_実施事項 1_:
磁気テープについてのコラムから、「音楽メディアは暫く磁気テープ」で始まり「というのだから歴史は面白い。」で終わる部分を一字一句違えずに書き写すこと。
_実施事項 2_:
磁気テープについてのコラムの本文を、示された最後の文の次から書き進めること。

_文書セクション_:
喫煙室でも加熱式タバコの是非

2019.10.30 / コラム

音楽メディアは暫く磁気テープの時代が続いたが、CDが登場してからは音質が劣化するカセットテープの時代は終わり告げることになる。このCDとて5GBでmp3楽曲を約1,000曲収録可能な初代ipodの出現によってその座を明け渡すことになる。
すっかり過去の遺産となった感のある磁気テープだが、データのバックアップ用に再評価されている、というのだから歴史は面白い。

データバックアップ用磁気テープの特徴として、他の記録媒体に比べて、従来からデータ転送速度に優れることが挙げられる。また媒体が安価な上に、保管中は電源が不要なためランニングコストも低く抑えられることができる。加えて、素材である磁性体技術の進化により、大容量のストレージを実現し、情報記録装置としての付加価値を向上させることもできる。

_関連情報_:
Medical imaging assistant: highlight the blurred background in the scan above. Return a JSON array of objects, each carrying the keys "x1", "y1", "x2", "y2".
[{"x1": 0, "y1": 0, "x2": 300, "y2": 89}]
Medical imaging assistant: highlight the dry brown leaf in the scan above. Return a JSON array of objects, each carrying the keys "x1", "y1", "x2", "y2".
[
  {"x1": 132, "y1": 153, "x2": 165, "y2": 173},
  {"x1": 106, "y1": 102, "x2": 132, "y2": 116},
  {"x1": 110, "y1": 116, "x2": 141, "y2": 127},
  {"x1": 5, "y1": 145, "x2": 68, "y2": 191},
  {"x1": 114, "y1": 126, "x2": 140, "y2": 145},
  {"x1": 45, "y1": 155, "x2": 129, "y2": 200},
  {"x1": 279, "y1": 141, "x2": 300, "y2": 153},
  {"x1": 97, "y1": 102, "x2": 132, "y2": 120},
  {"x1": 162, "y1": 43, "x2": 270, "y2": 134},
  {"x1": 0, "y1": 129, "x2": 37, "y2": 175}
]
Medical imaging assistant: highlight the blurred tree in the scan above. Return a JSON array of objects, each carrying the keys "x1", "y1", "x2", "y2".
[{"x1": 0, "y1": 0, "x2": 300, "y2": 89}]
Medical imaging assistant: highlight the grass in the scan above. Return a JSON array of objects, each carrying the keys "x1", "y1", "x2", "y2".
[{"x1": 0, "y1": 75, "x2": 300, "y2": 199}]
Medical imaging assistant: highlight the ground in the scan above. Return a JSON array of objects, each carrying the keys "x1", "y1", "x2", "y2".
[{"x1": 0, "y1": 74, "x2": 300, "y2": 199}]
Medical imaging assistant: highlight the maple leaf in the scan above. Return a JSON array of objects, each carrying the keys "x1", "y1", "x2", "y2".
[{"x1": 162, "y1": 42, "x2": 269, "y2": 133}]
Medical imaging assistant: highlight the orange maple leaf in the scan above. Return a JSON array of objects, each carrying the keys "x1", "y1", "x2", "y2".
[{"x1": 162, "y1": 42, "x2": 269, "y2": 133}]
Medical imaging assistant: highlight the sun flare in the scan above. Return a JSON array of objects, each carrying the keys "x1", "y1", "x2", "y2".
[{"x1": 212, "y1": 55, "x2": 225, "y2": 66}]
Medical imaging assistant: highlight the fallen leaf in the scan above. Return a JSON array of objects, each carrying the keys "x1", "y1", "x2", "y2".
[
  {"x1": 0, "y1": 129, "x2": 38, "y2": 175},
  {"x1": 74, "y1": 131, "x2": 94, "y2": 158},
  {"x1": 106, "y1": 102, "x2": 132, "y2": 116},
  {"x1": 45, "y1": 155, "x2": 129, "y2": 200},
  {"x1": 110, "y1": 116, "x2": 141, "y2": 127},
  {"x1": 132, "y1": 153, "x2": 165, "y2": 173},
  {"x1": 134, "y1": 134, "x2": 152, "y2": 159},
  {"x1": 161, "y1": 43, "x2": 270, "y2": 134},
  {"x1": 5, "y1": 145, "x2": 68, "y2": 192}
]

_作業結果 1_:
音楽メディアは暫く磁気テープの時代が続いたが、CDが登場してからは音質が劣化するカセットテープの時代は終わり告げることになる。このCDとて5GBでmp3楽曲を約1,000曲収録可能な初代ipodの出現によってその座を明け渡すことになる。
すっかり過去の遺産となった感のある磁気テープだが、データのバックアップ用に再評価されている、というのだから歴史は面白い。

_作業結果 2_:
東日本大震災で被災した企業や自治体では、重要なデータの消失から復旧に手間取った反省点を踏まえ、新たな施策を実行しつつある。停電でもデータを消失することがなく、緊急移動の際も対応しやすい磁気テープでのバックアップを再評価しているのだ。

磁気テープには長い歴史があり、その中で再評価されているわけだが、ここからホールに関係のある話に移る。

来年4月から実施される受動喫煙対策法でホールも禁煙になる。世の中の禁煙化の流れの中で、煙の出ない加熱式タバコに切り替える愛煙家が増えているが、これを喫煙ルームで吸わせてもいいのか?と問題提起するホール関係者がいる。加熱式タバコが日本でも普及し始めて年数は浅いためどんな健康被害が出るかはこれからの問題だからだ。

ヤフーニュースによるとアメリカでは加熱タバコの健康被害が多発している、という。

—————米国の若い世代が、電子タバコの喫煙によると思われる重篤な呼吸器障害で続々と入院している。日本でも加熱式タバコのアイコス(IQOS)を吸って重い肺炎になるケースが報告され、これら新型タバコによる健康への害が次第に明らかになってきた。

(中略)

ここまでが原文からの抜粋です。